--- Begin ---

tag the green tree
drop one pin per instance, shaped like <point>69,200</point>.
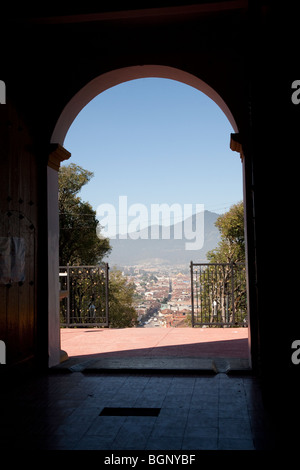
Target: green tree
<point>78,242</point>
<point>219,280</point>
<point>122,314</point>
<point>231,248</point>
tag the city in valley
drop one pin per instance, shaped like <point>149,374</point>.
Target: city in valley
<point>163,295</point>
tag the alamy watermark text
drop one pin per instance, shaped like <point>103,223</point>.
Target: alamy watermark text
<point>137,221</point>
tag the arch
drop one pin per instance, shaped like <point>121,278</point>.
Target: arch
<point>116,77</point>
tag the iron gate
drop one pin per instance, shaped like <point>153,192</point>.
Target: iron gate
<point>84,295</point>
<point>218,294</point>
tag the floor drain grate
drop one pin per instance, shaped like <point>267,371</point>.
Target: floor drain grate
<point>107,411</point>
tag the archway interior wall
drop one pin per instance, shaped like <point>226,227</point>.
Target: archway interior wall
<point>110,79</point>
<point>69,113</point>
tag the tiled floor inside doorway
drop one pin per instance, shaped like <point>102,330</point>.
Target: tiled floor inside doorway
<point>63,411</point>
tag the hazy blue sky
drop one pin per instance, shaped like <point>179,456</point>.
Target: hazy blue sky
<point>156,141</point>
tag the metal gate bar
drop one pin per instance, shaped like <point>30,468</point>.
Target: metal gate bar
<point>218,294</point>
<point>84,295</point>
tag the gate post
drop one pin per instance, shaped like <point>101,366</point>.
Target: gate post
<point>192,293</point>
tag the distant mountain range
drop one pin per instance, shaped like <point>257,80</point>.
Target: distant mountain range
<point>146,251</point>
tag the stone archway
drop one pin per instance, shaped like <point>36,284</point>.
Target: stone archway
<point>59,154</point>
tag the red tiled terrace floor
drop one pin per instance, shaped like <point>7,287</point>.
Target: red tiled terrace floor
<point>155,342</point>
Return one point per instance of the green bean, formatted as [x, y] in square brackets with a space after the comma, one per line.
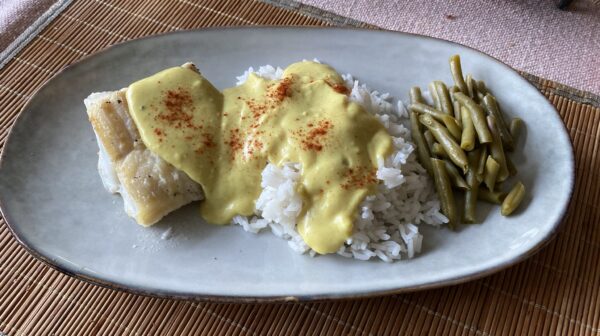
[456, 178]
[491, 106]
[451, 91]
[512, 170]
[467, 140]
[443, 97]
[491, 173]
[415, 95]
[419, 140]
[516, 126]
[457, 116]
[472, 87]
[442, 135]
[496, 149]
[429, 139]
[449, 121]
[477, 116]
[481, 163]
[453, 127]
[513, 199]
[455, 104]
[494, 197]
[444, 190]
[481, 88]
[456, 70]
[472, 194]
[439, 151]
[434, 96]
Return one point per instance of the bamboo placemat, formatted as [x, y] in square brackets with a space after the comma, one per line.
[555, 292]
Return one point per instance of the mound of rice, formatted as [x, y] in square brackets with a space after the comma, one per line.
[387, 225]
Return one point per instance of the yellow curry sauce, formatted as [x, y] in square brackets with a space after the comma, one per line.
[223, 141]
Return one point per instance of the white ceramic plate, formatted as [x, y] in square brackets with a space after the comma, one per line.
[54, 202]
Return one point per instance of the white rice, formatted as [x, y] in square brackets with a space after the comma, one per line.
[387, 225]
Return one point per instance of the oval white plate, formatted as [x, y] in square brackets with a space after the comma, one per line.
[54, 202]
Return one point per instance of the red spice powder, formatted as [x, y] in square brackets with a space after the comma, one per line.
[206, 141]
[360, 177]
[339, 88]
[234, 142]
[178, 104]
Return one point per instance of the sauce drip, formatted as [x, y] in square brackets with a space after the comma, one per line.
[223, 141]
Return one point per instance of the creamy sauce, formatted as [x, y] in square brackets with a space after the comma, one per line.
[223, 141]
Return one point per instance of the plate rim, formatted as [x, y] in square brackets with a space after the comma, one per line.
[181, 295]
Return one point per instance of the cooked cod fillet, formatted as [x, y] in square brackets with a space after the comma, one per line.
[150, 187]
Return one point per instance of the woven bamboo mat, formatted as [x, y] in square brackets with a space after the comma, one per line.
[555, 292]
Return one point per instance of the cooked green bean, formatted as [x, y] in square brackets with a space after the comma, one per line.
[444, 190]
[477, 116]
[472, 87]
[494, 197]
[496, 149]
[449, 121]
[443, 97]
[472, 194]
[439, 151]
[516, 126]
[467, 140]
[457, 116]
[419, 140]
[491, 106]
[513, 199]
[455, 178]
[481, 88]
[451, 91]
[491, 173]
[429, 139]
[481, 163]
[456, 70]
[442, 135]
[454, 128]
[415, 95]
[512, 170]
[434, 96]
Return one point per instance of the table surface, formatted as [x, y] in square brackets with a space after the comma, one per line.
[557, 291]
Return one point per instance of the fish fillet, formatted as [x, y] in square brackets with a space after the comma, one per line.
[150, 187]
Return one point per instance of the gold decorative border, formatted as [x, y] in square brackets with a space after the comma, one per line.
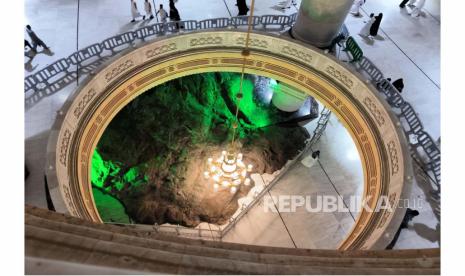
[375, 132]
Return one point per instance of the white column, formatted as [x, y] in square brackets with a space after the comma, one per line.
[319, 21]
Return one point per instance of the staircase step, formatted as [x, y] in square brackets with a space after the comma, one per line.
[214, 252]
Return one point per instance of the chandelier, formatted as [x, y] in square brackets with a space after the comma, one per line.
[229, 170]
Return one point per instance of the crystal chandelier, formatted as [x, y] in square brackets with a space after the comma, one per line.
[229, 170]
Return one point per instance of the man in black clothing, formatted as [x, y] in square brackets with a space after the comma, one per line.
[242, 6]
[398, 84]
[36, 41]
[409, 215]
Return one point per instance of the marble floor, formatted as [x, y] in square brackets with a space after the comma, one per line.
[338, 173]
[406, 47]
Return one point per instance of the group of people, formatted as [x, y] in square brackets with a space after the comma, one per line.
[162, 13]
[242, 7]
[287, 4]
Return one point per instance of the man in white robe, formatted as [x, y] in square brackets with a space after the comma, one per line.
[311, 160]
[355, 9]
[148, 10]
[418, 6]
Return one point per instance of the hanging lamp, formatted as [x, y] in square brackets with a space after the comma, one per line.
[229, 171]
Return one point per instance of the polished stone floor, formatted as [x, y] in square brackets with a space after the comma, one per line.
[406, 47]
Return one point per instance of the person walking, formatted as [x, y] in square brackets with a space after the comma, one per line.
[311, 160]
[287, 4]
[355, 9]
[375, 26]
[417, 9]
[242, 7]
[409, 215]
[163, 14]
[27, 44]
[174, 14]
[148, 10]
[134, 11]
[398, 84]
[36, 41]
[365, 31]
[404, 2]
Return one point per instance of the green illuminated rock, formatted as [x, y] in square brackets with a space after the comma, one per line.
[149, 158]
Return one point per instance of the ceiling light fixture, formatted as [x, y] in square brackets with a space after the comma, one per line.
[229, 170]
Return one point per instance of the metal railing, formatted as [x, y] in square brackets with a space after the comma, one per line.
[422, 145]
[65, 71]
[176, 230]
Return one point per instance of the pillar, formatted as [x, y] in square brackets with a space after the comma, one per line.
[319, 21]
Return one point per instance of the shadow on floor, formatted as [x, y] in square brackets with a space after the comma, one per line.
[35, 151]
[433, 235]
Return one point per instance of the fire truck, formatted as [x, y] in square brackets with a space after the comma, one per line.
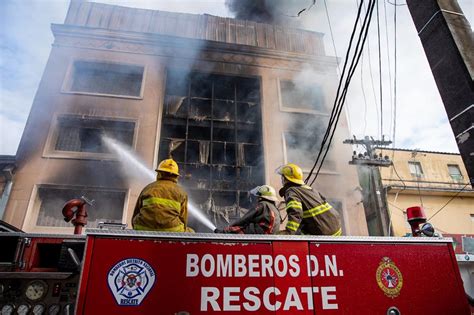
[111, 270]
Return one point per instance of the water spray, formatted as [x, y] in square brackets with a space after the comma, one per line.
[131, 162]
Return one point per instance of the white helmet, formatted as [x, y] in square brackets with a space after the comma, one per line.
[265, 192]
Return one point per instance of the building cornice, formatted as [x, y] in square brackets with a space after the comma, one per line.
[189, 48]
[440, 191]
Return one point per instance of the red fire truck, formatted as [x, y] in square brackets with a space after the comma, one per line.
[129, 272]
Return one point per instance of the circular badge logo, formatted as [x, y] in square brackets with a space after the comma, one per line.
[130, 280]
[389, 278]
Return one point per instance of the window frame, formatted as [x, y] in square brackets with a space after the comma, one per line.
[33, 208]
[66, 87]
[49, 150]
[461, 176]
[416, 163]
[305, 170]
[284, 108]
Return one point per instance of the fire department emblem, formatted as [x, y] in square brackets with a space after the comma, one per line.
[389, 278]
[130, 280]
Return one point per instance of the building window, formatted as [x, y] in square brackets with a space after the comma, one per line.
[455, 172]
[212, 127]
[86, 134]
[106, 78]
[301, 97]
[415, 169]
[108, 205]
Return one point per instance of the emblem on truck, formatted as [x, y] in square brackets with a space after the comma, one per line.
[130, 280]
[389, 278]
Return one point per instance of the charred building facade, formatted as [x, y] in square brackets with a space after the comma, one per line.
[230, 100]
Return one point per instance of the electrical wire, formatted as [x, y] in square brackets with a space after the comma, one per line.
[332, 35]
[337, 94]
[395, 4]
[372, 79]
[335, 53]
[340, 97]
[389, 66]
[362, 83]
[380, 72]
[355, 60]
[447, 203]
[394, 117]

--- End ---

Reproduce the records above exactly, starting with the line that contains "Return one point per instance of the emblem" and ending with the last line.

**Output for this task**
Return one point per instance of the emblem on truck, formatted as [x, y] in square brackets with a space after the comma, one per line.
[130, 280]
[389, 278]
Return one point per instance of the charred building facade, formatted as [x, y] in square brackets with a space after the comma, one per line.
[230, 100]
Return one point per instance of the electrical wire, formatted as [x, y] in square brackets with a space after the comma, one per line.
[332, 35]
[337, 94]
[395, 4]
[372, 79]
[335, 53]
[340, 97]
[389, 66]
[362, 83]
[380, 72]
[355, 60]
[447, 203]
[394, 117]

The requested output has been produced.